### PAGE EXTRACT:
He went on to commit to reflect further on the matter. It is quite clear that he and his officials have done exactly that. Many of the amendments in this group, particularly Amendment 65, are largely the fruit of that reflection and of our discussions. I am grateful for that and I commend these amendments to the House. I beg to move.

--- Later in debate ---
Baroness Vere of Norbiton Portrait Baroness Vere of Norbiton (Con)
- Hansard - - - Excerpts

My Lords, the amendments relate to the speed with which the first review of the rate can be conducted. Initially, I will focus on Amendment 65 and the related consequential Amendments 64, 66, 72, 74, 78 and 87.

The amendments would accelerate the conclusion of the first review in four ways: first, by replacing the need for the Lord Chancellor to consult the expert panel with a requirement to consult the Government Actuary, thereby simplifying the preparation for the first review. Secondly, by reducing the maximum period within which a review must be completed from 180 days to 140 days. Thirdly, by requiring the Lord Chancellor to consult the Government Actuary within the first 20 days of the review starting. Fourthly, by reducing the time for the Government Actuary to carry out his or her review following the Lord Chancellor’s request, from the 90 days currently afforded to the expert panel in the Bill to 80 days. The remaining changes made by the amendments, including the obligation on the Lord Chancellor to publish information about the Government Actuary’s advice, are consequential to these four changes.

The Government have made clear on several occasions that they are committed to starting and completing the first review as quickly as practical after Royal Assent. The amendments will assist the achievement of that objective because they will remove much of the uncertainty that would exist as to the readiness and availability of the as-yet-unknown members of the panel to commence the review promptly. This means that the open-ended period for the request to the panel can be confined to a specified period.

### SUPPLIED ENTRIES:
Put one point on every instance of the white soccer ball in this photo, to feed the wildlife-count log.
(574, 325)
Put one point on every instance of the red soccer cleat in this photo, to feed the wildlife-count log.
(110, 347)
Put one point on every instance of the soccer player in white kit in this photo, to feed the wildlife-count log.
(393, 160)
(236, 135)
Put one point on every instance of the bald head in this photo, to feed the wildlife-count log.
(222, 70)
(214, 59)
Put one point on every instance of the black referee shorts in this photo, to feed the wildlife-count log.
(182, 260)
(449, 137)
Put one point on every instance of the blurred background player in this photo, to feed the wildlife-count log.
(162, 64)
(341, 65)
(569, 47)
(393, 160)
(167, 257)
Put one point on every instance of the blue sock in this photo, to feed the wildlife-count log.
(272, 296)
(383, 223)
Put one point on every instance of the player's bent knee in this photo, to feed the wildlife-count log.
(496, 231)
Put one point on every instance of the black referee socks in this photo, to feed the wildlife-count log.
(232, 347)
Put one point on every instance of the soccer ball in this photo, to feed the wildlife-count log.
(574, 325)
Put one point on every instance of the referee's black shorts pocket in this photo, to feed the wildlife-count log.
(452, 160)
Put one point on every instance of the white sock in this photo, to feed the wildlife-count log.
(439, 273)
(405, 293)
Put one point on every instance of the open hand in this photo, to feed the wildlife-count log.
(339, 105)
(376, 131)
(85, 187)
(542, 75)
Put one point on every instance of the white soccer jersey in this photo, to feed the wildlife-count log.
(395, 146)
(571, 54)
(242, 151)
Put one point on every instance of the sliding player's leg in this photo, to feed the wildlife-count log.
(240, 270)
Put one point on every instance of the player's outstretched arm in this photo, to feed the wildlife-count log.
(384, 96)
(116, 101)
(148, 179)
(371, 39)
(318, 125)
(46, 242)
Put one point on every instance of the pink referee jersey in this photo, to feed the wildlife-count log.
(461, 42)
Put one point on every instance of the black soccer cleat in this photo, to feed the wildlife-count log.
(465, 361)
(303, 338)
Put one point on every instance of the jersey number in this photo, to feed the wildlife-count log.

### TASK REQUIREMENTS:
Continue the House of Lords debate extract on the first review of the rate, picking up after its final sentence.

### SOLVED PROBLEM:
In addition, the carrying out of a review by the Government Actuary rather than a panel is administratively and substantively a simpler proposition. The overall period for the review and the period for the Government Actuary’s response can therefore both be shortened. The proposal that the Lord Chancellor will make the determination on the rate within 140 days of the start of the review, and that the Government Actuary will respond within 80 days of the Lord Chancellor’s request, recognises these changes in the proposals. The amendments do not affect the timing of the commencement of the review.

However, the removal of the panel from the first review reverses a policy decision that the Government took when replying to the Justice Select Committee’s recommendation to involve the panel in the first review. The reversal of this decision is not something that the Government would do lightly—but, having listened to strong arguments from noble Lords across the House that the first review needs to be completed more quickly than would be possible if the panel had to be constituted, the Government accept that the proposed approach is a sensible and pragmatic step. We have spoken with the noble Lord, Lord Sharkey, and are grateful to him for agreeing some changes from the terms of his initial proposal in Committee. On this basis, the Government are content to accept Amendment 65 and the related consequential amendments.

Turning to the other amendments in this group, the effect of Amendment 51 and the related Amendments 52, 55, 58 and 59 would be to require the first review to be started within 25 days of commencement, rather than the maximum 90 days as provided for in the Bill at present. Amendment 90 would be even more restrictive on the time allowed, as it would require the timetable for the first review to begin on the date of Royal Assent. As I have explained, we share noble Lords’ desire to ensure that a review is carried out as quickly as is reasonably practical. However, reducing the period within which the Lord Chancellor must begin the first review—which is a maximum period that may well be bettered in practice—runs the risk of creating unnecessary problems around compliance with time limits for those involved in translating this legislation into action. This is particularly the case given the Government’s acceptance of the reduced time limits in Amendment 65.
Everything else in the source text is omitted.